# Image-grounded pointing data:
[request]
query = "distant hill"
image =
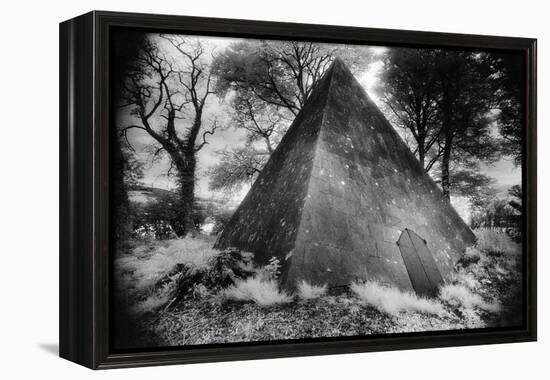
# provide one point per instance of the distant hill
(142, 194)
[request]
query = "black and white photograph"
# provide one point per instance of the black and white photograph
(278, 190)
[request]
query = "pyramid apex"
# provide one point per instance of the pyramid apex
(338, 63)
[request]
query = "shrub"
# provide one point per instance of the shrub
(272, 270)
(461, 296)
(309, 292)
(262, 292)
(149, 263)
(393, 301)
(470, 256)
(496, 241)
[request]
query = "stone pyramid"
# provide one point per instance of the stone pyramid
(337, 195)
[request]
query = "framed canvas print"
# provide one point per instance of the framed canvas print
(238, 189)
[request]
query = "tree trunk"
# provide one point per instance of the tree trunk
(445, 162)
(183, 221)
(421, 153)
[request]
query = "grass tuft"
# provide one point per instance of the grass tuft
(307, 291)
(460, 296)
(258, 290)
(393, 301)
(491, 240)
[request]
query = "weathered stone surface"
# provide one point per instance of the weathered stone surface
(338, 191)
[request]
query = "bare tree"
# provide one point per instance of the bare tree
(269, 83)
(167, 95)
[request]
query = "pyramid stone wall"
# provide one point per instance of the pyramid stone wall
(352, 192)
(267, 220)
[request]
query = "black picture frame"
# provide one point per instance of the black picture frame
(84, 189)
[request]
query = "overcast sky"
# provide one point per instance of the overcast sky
(504, 172)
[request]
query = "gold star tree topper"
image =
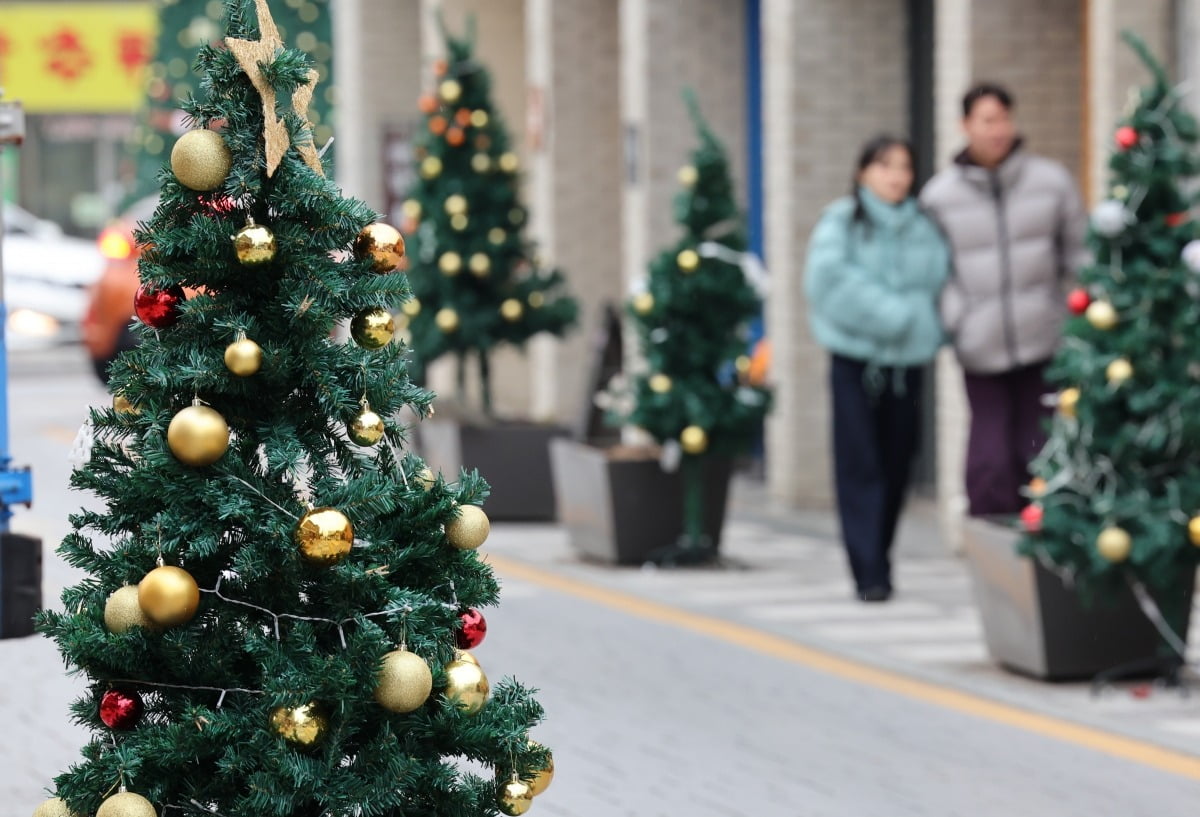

# The problem:
Without the pictures, retype each line of the records above exactly.

# Answer box:
[request]
query = "distant hill"
image =
# provide one point per instance of the distant hill
(142, 194)
[request]
query = "black and white photograph"
# provide one point per instance of the black and white photograph
(278, 190)
[request]
query = "pyramid apex"
# provide one point per instance of the pyramid apex
(338, 63)
[request]
query = "shrub"
# provide one point per instance of the shrub
(272, 270)
(461, 296)
(309, 292)
(262, 292)
(149, 263)
(393, 301)
(470, 256)
(496, 241)
[request]
query = "stone pyramid"
# provide one point per instance of the stone pyramid
(337, 195)
[request]
query = "framed canvas print"
# provide one point per instance of the framed canvas print
(238, 189)
[request]
query = "tree trunk"
# provide one point per instance of the tree trunk
(445, 162)
(183, 221)
(421, 153)
[request]
query = "grass tuft"
# provide one point per instance of the grass tuft
(307, 291)
(460, 296)
(258, 290)
(393, 301)
(491, 240)
[request]
query = "weathered stone surface"
# provide one point per instance of the weathered stone surface
(338, 191)
[request]
query = "bare tree"
# provide one point per instance of the bare tree
(269, 83)
(167, 95)
[request]
query = "pyramid stone wall"
# provide one point per instance of the pyramid stone wall
(352, 192)
(267, 220)
[request]
query = "black picture frame"
# provide one point per instance of the black picture frame
(84, 189)
[request]
query = "overcast sky"
# provide one point per instance of the overcast sky
(504, 172)
[request]
query = "gold star tree topper"
image =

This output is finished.